*Aim of the exercise*.
Gather every line from the entries below that includes "stone".

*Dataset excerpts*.
****************************************
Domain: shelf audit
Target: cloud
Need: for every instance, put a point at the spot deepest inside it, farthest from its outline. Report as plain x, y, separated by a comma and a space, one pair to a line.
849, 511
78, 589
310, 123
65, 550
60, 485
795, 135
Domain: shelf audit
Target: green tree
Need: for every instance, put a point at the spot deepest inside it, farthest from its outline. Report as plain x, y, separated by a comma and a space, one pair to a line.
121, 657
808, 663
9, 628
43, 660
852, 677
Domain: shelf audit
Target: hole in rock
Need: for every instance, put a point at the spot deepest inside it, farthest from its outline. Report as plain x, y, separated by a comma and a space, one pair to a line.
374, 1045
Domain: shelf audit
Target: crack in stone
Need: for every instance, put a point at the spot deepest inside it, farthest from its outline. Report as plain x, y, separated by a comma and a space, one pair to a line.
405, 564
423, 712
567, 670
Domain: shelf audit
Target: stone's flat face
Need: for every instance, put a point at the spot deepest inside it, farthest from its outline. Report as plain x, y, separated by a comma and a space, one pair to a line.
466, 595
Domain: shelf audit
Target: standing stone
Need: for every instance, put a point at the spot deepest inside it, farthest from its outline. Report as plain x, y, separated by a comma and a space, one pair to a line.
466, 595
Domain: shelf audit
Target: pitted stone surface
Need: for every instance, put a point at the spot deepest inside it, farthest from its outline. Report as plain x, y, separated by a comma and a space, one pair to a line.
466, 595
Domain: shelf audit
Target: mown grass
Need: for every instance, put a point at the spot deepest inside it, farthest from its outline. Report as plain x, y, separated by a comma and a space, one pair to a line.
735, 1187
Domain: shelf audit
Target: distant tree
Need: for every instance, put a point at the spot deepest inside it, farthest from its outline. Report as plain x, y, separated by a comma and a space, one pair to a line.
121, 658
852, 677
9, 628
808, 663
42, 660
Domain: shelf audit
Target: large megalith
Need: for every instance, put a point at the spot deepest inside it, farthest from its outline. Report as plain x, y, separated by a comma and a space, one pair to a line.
****************************************
*Result for this exercise*.
Target: crack in stone
Target: stone's flat face
Target: standing stone
Target: pitted stone surface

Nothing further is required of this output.